>> begin TEXT SEGMENT
I had won this round, and thought no more about it. Then an article appeared on the centre page of The Times, which was usually reserved for comment or analysis. It purported to explain the difficulties of reporting the Middle East – the intimidation of journalists by ‘terrorists’ being the salient argument – but then ended by remarking that anyone reporting from Beirut was ‘a bloodsucker’. I was reporting from Beirut. I was based in Beirut as Middle East correspondent – for The Times, for goodness’ sake. What did this mean? The foreign desk laughed it off. I did not. Was Wilson trying to ‘balance’ my dispatches by allowing the enemies of honest reporting to abuse me in the paper? It seemed impossible. I don’t believe in conspiracies. Besides, I knew Wilson often did not read the centre page of The Times.

But it was a much more serious matter on 4 July 1988, when I discovered that my lead report for The Times – which I had been asked to write for the front page – was not appearing in the next day’s paper. All the investigative work on the panic and inefficiency of US warship crews in the Gulf, all the evidence that US personnel had been placing civilian airliners in peril for weeks – the long and detailed conversations with the Dubai air traffic controllers who had actually heard the radio traffic between US naval officers as the Vincennes was shooting down the Airbus – had been for nothing. If there had been any doubts about my report, they should have been raised with me on the evening I filed. But there had been silence. Two other routine dispatches – on Iran’s public reaction to the destruction of the plane and possible retaliation – were printed inside the paper.
>> end TEXT SEGMENT
>> begin ENTRIES PROVIDED
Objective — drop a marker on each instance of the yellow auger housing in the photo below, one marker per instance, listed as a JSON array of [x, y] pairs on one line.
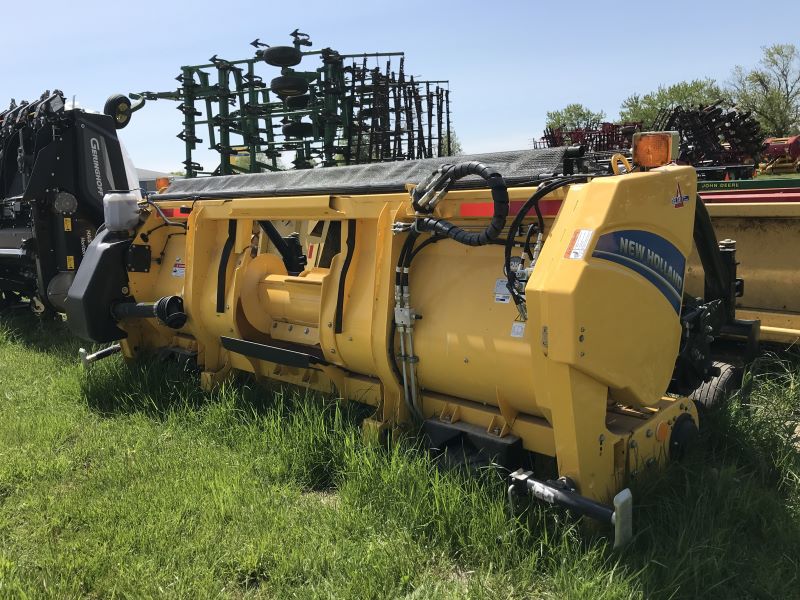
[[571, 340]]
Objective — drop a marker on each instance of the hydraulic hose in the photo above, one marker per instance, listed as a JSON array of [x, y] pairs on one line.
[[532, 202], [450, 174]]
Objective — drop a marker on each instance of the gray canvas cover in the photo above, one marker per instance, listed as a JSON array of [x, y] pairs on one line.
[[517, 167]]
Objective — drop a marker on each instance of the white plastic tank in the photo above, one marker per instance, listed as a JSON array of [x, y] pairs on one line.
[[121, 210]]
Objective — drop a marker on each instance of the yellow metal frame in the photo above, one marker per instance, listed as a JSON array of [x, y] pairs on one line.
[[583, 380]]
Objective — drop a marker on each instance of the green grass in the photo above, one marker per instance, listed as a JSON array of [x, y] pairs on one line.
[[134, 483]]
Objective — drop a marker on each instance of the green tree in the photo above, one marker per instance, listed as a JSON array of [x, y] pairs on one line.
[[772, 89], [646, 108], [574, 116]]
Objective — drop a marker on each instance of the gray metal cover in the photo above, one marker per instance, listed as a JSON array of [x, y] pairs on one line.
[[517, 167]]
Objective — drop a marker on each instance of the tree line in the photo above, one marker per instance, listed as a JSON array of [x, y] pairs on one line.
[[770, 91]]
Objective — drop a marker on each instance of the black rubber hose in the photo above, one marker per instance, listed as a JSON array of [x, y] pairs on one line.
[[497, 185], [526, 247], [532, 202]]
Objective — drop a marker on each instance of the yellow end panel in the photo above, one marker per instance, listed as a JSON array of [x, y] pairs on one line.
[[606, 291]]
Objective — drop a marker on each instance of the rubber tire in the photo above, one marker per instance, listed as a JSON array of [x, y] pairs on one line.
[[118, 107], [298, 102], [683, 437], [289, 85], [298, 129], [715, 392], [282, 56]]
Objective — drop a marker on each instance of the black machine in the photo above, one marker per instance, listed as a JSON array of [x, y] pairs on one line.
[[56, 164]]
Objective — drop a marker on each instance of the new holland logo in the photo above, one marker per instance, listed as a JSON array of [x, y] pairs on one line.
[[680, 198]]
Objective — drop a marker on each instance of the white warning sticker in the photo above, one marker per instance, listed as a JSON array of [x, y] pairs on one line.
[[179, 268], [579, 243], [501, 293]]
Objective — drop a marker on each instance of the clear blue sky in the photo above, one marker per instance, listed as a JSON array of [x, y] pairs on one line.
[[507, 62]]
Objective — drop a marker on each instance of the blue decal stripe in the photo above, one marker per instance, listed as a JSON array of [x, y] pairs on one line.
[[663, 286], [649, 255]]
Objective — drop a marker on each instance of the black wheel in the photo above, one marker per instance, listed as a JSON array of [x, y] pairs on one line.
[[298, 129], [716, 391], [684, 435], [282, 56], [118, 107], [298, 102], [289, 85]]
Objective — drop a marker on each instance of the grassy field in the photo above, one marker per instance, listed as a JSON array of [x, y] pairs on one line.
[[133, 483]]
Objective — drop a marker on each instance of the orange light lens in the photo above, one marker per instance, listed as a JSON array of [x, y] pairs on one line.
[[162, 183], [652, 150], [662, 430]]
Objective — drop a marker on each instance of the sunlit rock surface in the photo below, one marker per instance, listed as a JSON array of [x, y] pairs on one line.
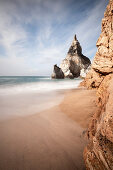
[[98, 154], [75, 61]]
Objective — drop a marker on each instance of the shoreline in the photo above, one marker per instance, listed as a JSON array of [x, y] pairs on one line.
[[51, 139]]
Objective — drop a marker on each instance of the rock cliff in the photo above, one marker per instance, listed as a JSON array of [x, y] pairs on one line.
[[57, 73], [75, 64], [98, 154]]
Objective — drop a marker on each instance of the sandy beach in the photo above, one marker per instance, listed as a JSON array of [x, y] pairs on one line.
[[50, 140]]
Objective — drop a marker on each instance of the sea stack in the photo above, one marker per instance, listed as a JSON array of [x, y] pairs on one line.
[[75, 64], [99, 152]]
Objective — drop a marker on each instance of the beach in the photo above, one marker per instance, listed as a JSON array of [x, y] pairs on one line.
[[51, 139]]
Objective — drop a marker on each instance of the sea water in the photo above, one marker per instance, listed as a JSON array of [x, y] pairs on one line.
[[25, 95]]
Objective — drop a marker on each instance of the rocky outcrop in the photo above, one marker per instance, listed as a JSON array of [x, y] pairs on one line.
>> end ENTRIES PROVIDED
- PROBLEMS TO WORK ON -
1. Answer these from the passage about reporting for The Times:
(a) What did the centre-page article say about anyone reporting from Beirut?
(b) On what date did the writer learn the lead report would not appear in the next day's paper?
(c) Who had actually heard the radio traffic between US naval officers as the Vincennes shot down the Airbus?
2. Write the next part of the account of reporting for The Times, picking up after its final sentence.

- RESPONSE LIST -
1.
(a) It said anyone reporting from Beirut was "a bloodsucker."
(b) 4 July 1988.
(c) The Dubai air traffic controllers.

2.
Next morning, I spoke to Piers Ackerman on the foreign desk. He told me that my story had been dropped in the first edition for space reasons but that the later, reinserted and shortened version contained ‘the main points’. When I asked if cuts had been made for political reasons, he said: ‘My God, if I thought things had reached that stage, I would resign.’ I told him that if it transpired that the cuts were political, I would resign. The Times took days to reach the Gulf and I would be away in Iran, so I had no chance to read the paper for several days. When at last I did see the later editions, every element of my story that reflected negatively on the Americans had been taken out.

Journalists should not be prima donnas. We have to fight to prove the worth of our work. Neither editors nor readers are there for the greater good of journalists. But something very unethical had taken place here: my report on the shooting down of the Iranian Airbus had been, in every sense of the word, tampered with, changed and censored. Its meaning had been distorted by omission. The Americans, in my truncated report, had been exonerated as surely as they had been excused by Mrs Thatcher. This, I felt sure, was a result of Murdoch’s ownership of The Times. I did not believe that he personally became involved in individual newspaper stories – though this would happen – but rather that his ownership spread a culture of obedience and compliance throughout the paper, a feeling that Murdoch’s views – what Murdoch wanted – were ‘known’.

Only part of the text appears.